What are cross-party groups?

Cross-party groups (CPGs) are groups of MSPs and other people who are interested in a subject or issue. They must meet at least twice a year. At least 2 MSPs who are members of the CPG must attend meetings.

CPGs are not formal Parliament business. However they must follow the rules about CPGs in the Parliament’s Code of Conduct for MSPs in the Scottish Parliament.

CPGs cannot raise issues in Parliament (for example by having a debate) or to the Scottish Government. 

There is no limit to the number of CPGs that can be registered.  

Support for CPGs

CPGs do not get financial or staffing support from the Parliament, other than to help them meet in Parliament. The Parliament does not cover the costs of translation services, catering, travel or equipment. 

CPGs can charge members a subscription to cover costs. 

Groups can also receive money from organisations to cover costs and these are called financial benefits. Any benefit that exceeds £500, from a single source in a year, must be declared on the registration and annual return forms.   

Rules for CPGs

The rules for CPGs are in Section 6 of the Code of Conduct for MSPs. These explain how CPGs must be set up and how they work.

CPGs can have their own ways of working but they must be in line with the rules.

The rules say all CPGs must:

  • email the CPG mailbox ([email protected]) at least 10 days before a meeting so the CPG webpage is updated
  • meet formally at least twice a year
  • have at least 2 MSPs, who are members of the Group, attend the CPG for it to be a formal meeting
  • provide minutes of their meetings
  • email any membership changes to the CPG mailbox within 30 days (the email must be sent by the CPG convener)
  • hold an annual general meeting (AGM) 11-13 months after the first meeting and then every 11-13 months

Guidance for cross-party groups 359KB pdf posted 29 January 2021

MSPs on CPGs

CPGs must have at least 5 MSP members and a certain number of MSPs from different parties.

To register as a CPG a group needs at least 1 MSP from the majority of parties on the Bureau. Parties with 5 or more MSPs are represented on the Parliamentary Bureau.

There are currently 5 parties represented on the Bureau so a CPG must have MSPs from at least 3 parties.

Complaints/regulation of CPGs

The convener of the CPG is responsible for making sure the group follows the Member’s Code of Conduct.

The Standards, Procedures and Public Appointments Committee (SPPA Committee) looks at whether CPGs are complying with the Code. They also consider any complaints that the CPG is not complying with the code. Not following the Code could lead to:

  • a CPG's recognition being withdrawn
  • sanctions being imposed on individual MSPs

How to make a complaint

Complaints about CPGs are made to the SPPA Committee.

The process for dealing with complaints about CPGs is set out in Section 6 of the Code of Conduct for MSPs.

-=-=-

__DIRECTIVE A__. Do the statements (i), (ii) and (iii) agree with the cross-party groups text above? For each, answer yes or no and quote the text's deciding words. (i) CPGs are required to meet at least twice a year. (ii) The Parliament pays for catering for CPGs. (iii) A benefit over £500 from a single source in a year has to be declared.

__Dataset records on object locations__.
-=-=-

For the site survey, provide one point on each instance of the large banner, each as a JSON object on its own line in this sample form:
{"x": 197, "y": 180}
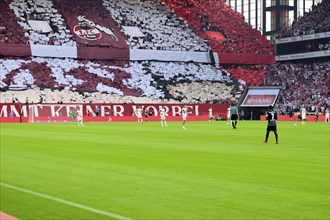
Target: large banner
{"x": 260, "y": 97}
{"x": 89, "y": 28}
{"x": 17, "y": 110}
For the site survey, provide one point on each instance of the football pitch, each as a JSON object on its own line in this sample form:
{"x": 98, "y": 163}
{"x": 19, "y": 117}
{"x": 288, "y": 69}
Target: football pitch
{"x": 144, "y": 171}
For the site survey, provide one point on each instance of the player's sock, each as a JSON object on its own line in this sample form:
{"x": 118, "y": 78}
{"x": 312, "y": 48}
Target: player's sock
{"x": 276, "y": 137}
{"x": 267, "y": 135}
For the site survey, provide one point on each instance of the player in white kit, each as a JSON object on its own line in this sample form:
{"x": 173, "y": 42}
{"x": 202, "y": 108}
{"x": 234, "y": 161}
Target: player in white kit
{"x": 210, "y": 114}
{"x": 138, "y": 113}
{"x": 303, "y": 114}
{"x": 327, "y": 115}
{"x": 228, "y": 115}
{"x": 162, "y": 113}
{"x": 79, "y": 118}
{"x": 184, "y": 114}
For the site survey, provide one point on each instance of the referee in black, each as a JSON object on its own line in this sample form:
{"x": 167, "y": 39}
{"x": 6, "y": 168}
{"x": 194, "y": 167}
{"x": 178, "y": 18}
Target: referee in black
{"x": 271, "y": 117}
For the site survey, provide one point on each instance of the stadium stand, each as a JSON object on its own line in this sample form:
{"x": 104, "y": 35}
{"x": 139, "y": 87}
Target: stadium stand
{"x": 147, "y": 79}
{"x": 225, "y": 29}
{"x": 169, "y": 25}
{"x": 316, "y": 21}
{"x": 42, "y": 22}
{"x": 154, "y": 26}
{"x": 10, "y": 31}
{"x": 303, "y": 84}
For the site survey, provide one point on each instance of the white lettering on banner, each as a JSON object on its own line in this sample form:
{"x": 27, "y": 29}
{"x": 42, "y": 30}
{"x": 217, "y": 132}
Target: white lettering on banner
{"x": 103, "y": 110}
{"x": 89, "y": 110}
{"x": 155, "y": 111}
{"x": 68, "y": 109}
{"x": 167, "y": 109}
{"x": 176, "y": 110}
{"x": 24, "y": 111}
{"x": 4, "y": 112}
{"x": 191, "y": 108}
{"x": 196, "y": 110}
{"x": 118, "y": 110}
{"x": 36, "y": 110}
{"x": 54, "y": 111}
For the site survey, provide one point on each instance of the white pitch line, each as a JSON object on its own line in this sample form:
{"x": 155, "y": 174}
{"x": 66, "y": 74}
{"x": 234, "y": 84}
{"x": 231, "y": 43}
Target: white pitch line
{"x": 109, "y": 214}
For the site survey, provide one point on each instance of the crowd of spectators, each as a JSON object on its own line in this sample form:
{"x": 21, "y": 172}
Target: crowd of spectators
{"x": 303, "y": 84}
{"x": 10, "y": 31}
{"x": 248, "y": 75}
{"x": 137, "y": 79}
{"x": 210, "y": 15}
{"x": 315, "y": 21}
{"x": 41, "y": 10}
{"x": 161, "y": 28}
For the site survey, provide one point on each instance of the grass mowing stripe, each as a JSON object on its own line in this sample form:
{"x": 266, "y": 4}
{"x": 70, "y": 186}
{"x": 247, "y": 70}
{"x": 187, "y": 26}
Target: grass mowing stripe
{"x": 109, "y": 214}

-=-=-

__DIRECTIVE B__. Count the lines in the rows above that contain the word "provide". Give only the number.

__COMPLETE RESPONSE A__.
(i) Yes: "They must meet at least twice a year."
(ii) No: "The Parliament does not cover the costs of translation services, catering, travel or equipment."
(iii) Yes: "Any benefit that exceeds £500, from a single source in a year, must be declared on the registration and annual return forms."

__COMPLETE RESPONSE B__. 10